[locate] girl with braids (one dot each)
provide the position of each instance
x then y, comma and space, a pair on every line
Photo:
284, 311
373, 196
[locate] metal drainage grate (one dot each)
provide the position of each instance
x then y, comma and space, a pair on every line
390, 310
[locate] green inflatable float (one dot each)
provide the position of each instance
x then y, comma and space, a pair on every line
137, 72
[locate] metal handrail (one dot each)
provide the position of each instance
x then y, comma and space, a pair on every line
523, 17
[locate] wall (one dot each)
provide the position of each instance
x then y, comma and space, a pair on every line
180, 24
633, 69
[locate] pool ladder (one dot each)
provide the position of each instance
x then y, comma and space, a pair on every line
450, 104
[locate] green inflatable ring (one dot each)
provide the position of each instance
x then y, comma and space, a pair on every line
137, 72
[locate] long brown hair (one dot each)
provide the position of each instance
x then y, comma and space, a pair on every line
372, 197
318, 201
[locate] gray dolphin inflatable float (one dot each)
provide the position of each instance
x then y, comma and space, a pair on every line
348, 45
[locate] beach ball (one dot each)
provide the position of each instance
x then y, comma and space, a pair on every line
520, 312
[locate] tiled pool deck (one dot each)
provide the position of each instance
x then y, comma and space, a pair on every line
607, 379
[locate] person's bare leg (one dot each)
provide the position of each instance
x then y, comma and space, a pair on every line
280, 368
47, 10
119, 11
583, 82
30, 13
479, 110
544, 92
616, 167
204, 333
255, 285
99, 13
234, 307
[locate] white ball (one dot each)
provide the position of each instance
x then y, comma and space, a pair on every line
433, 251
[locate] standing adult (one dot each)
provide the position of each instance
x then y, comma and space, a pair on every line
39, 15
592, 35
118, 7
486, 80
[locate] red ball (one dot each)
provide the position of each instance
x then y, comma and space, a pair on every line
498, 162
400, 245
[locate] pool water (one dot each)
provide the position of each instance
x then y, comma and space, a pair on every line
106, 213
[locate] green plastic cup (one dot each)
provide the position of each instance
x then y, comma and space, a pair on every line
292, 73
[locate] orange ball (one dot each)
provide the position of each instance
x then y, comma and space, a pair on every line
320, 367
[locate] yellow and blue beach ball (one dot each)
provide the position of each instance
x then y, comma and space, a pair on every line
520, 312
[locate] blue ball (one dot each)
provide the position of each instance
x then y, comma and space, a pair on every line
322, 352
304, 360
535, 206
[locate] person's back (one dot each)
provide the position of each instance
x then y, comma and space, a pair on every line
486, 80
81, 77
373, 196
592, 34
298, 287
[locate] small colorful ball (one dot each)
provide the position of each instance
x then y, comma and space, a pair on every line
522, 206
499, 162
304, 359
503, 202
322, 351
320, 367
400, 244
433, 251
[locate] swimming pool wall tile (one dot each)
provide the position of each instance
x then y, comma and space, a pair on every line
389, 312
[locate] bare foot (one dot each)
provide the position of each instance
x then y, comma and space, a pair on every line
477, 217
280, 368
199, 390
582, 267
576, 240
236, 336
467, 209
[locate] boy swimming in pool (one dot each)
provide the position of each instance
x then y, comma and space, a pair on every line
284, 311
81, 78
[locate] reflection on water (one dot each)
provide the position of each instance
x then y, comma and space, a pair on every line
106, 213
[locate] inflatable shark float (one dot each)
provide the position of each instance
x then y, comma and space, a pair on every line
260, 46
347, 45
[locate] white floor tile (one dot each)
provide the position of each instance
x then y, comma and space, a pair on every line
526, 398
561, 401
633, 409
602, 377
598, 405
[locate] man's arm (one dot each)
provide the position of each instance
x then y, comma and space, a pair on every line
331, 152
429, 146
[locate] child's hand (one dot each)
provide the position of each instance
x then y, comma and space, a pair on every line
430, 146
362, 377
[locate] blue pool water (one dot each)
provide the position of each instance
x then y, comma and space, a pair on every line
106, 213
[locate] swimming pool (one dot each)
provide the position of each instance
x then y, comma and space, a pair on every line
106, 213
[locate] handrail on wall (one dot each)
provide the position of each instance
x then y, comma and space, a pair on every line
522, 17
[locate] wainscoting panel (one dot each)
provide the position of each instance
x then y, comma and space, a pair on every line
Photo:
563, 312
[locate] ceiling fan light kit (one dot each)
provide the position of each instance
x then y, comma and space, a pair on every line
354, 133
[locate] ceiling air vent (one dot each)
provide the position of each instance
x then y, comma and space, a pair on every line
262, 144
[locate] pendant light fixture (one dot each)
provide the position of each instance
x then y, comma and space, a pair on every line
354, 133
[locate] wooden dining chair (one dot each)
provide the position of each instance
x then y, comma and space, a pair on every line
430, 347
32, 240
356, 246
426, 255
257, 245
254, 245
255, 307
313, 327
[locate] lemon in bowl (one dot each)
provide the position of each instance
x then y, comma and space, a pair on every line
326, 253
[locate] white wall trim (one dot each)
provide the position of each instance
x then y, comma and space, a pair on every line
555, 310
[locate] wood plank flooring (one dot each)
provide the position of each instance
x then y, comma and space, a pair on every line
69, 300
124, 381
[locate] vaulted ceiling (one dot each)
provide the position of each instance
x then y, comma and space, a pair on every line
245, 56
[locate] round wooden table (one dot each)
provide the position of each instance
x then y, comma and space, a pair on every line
☆ ☆ ☆
> [INSTRUCTIONS FOR THE TASK]: Format every line of the material above as a JSON list of strings, one string per line, with blank lines left out.

> [COMPLETED TASK]:
[
  "[locate] girl with braids (one dot each)",
  "provide the position of each instance",
  "x then y, comma and space, a pair on every line",
  "Photo:",
  "284, 311",
  "373, 196",
  "[locate] metal drainage grate (one dot each)",
  "provide the position of each instance",
  "x then y, comma and space, a pair on every line",
  "390, 310",
  "[locate] green inflatable float (one dot each)",
  "provide the position of each instance",
  "x then y, comma and space, a pair on every line",
  "137, 72",
  "[locate] metal handrail (one dot each)",
  "provide the position of each instance",
  "x then y, comma and space, a pair on every line",
  "523, 17",
  "[locate] wall (one dot each)",
  "provide the position of each instance",
  "x then y, comma and space, a pair on every line",
  "180, 24",
  "633, 69",
  "[locate] pool ladder (one dot each)",
  "provide the position of each instance",
  "x then y, comma and space, a pair on every line",
  "450, 104",
  "[locate] green inflatable ring (one dot each)",
  "provide the position of each instance",
  "x then y, comma and space, a pair on every line",
  "137, 72",
  "[locate] long brown hair (one dot each)",
  "provide the position of each instance",
  "x then y, comma and space, a pair on every line",
  "372, 197",
  "318, 201",
  "[locate] gray dolphin inflatable float (one dot each)",
  "provide the position of each instance",
  "x then y, comma and space, a pair on every line",
  "348, 45",
  "[locate] beach ball (one dot each)",
  "provide the position of each instance",
  "x then y, comma and space, a pair on every line",
  "520, 312",
  "[locate] tiled pool deck (one dot each)",
  "provide the position of each instance",
  "x then y, comma and space, a pair on every line",
  "607, 379",
  "[locate] person's bare leg (one dot each)",
  "provide the position of each instance",
  "x then y, comma and space, a pair on every line",
  "280, 368",
  "47, 10",
  "119, 11",
  "583, 82",
  "30, 13",
  "479, 110",
  "544, 92",
  "616, 167",
  "204, 333",
  "255, 285",
  "99, 13",
  "234, 307",
  "[locate] white ball (one dot each)",
  "provide the position of each instance",
  "x then y, comma and space, a pair on every line",
  "433, 251",
  "[locate] standing adult (one dot each)",
  "provide the position of each instance",
  "x then y, comma and space, a pair on every line",
  "39, 15",
  "592, 35",
  "118, 7",
  "486, 80",
  "[locate] red ball (one dot each)",
  "provide the position of each instance",
  "x then y, comma and space, a pair on every line",
  "498, 162",
  "400, 245",
  "[locate] pool water (one dot each)",
  "provide the position of each instance",
  "x then y, comma and space, a pair on every line",
  "106, 213",
  "[locate] green plastic cup (one dot each)",
  "provide the position of each instance",
  "x then y, comma and space, a pair on every line",
  "292, 73",
  "[locate] orange ball (one dot each)",
  "provide the position of each instance",
  "x then y, comma and space, a pair on every line",
  "320, 367",
  "[locate] yellow and blue beach ball (one dot each)",
  "provide the position of each instance",
  "x then y, comma and space, a pair on every line",
  "520, 312",
  "[locate] blue ball (one dot each)",
  "provide the position of each instance",
  "x then y, comma and space, a pair on every line",
  "322, 352",
  "304, 360",
  "535, 206",
  "[locate] person's back (one dot each)",
  "provide the position of each instance",
  "x then y, comma and space, a pair on every line",
  "486, 80",
  "81, 77",
  "373, 196",
  "592, 34",
  "298, 287",
  "[locate] small colorful ball (one dot each)",
  "provide the position of each instance",
  "x then y, comma and space, a pair on every line",
  "522, 206",
  "499, 162",
  "304, 359",
  "503, 202",
  "322, 351",
  "320, 367",
  "400, 244",
  "433, 251",
  "[locate] swimming pool wall tile (one dot each)",
  "provide the position of each instance",
  "x then y, comma and space, a pair on every line",
  "389, 312",
  "[locate] bare foot (one dot each)",
  "provide the position of each instance",
  "x then y, comma and space, a pair on every line",
  "477, 217",
  "280, 368",
  "199, 390",
  "582, 267",
  "576, 240",
  "236, 336",
  "467, 209",
  "[locate] boy swimming in pool (one dot each)",
  "provide the position of each instance",
  "x then y, comma and space, a pair on every line",
  "284, 311",
  "81, 78",
  "[locate] reflection on water (one dot each)",
  "provide the position of each instance",
  "x then y, comma and space, a pair on every line",
  "106, 213",
  "[locate] inflatable shark float (one dot each)",
  "provide the position of each instance",
  "x then y, comma and space, a pair on every line",
  "260, 46",
  "347, 45",
  "[locate] white floor tile (one dot each)",
  "provide the position of each instance",
  "x then y, comma and space, a pair on every line",
  "526, 398",
  "561, 401",
  "633, 409",
  "602, 377",
  "598, 405",
  "[locate] man's arm (one dot each)",
  "provide the position of each instance",
  "x then y, comma and space, a pair on every line",
  "331, 152",
  "429, 146",
  "[locate] child's hand (one dot each)",
  "provide the position of each instance",
  "x then y, comma and space, a pair on every line",
  "430, 146",
  "362, 377",
  "[locate] blue pool water (one dot each)",
  "provide the position of each instance",
  "x then y, comma and space, a pair on every line",
  "106, 213",
  "[locate] swimming pool (one dot each)",
  "provide the position of each instance",
  "x then y, comma and space, a pair on every line",
  "106, 213",
  "[locate] handrail on wall (one dot each)",
  "provide the position of each instance",
  "x then y, comma and space, a pair on every line",
  "522, 17",
  "[locate] wainscoting panel (one dot each)",
  "provide the position of each instance",
  "x then y, comma and space, a pair on every line",
  "Photo:",
  "563, 312",
  "[locate] ceiling fan light kit (one dot each)",
  "provide the position of each instance",
  "x then y, comma and space, a pair on every line",
  "354, 133",
  "[locate] ceiling air vent (one dot each)",
  "provide the position of each instance",
  "x then y, comma and space, a pair on every line",
  "262, 144",
  "[locate] pendant light fixture (one dot each)",
  "provide the position of each instance",
  "x then y, comma and space, a pair on every line",
  "354, 133",
  "[locate] wooden dining chair (one dot each)",
  "provide the position of each instance",
  "x then y, comma and space, a pair on every line",
  "430, 347",
  "32, 240",
  "356, 246",
  "426, 255",
  "257, 245",
  "254, 245",
  "255, 307",
  "313, 327",
  "[locate] lemon in bowl (one dot each)",
  "provide the position of each instance",
  "x then y, comma and space, a pair on every line",
  "326, 253",
  "[locate] white wall trim (one dot each)",
  "provide the position of each instance",
  "x then y, comma and space, a pair on every line",
  "555, 310",
  "[locate] wood plank flooring (one dot each)",
  "provide the position of each instance",
  "x then y, comma and space, a pair on every line",
  "69, 300",
  "124, 381",
  "[locate] vaulted ceiling (one dot each)",
  "provide the position of each instance",
  "x then y, comma and space, a pair on every line",
  "245, 56",
  "[locate] round wooden table (one dot each)",
  "provide the position of each instance",
  "x then y, comma and space, a pair on every line"
]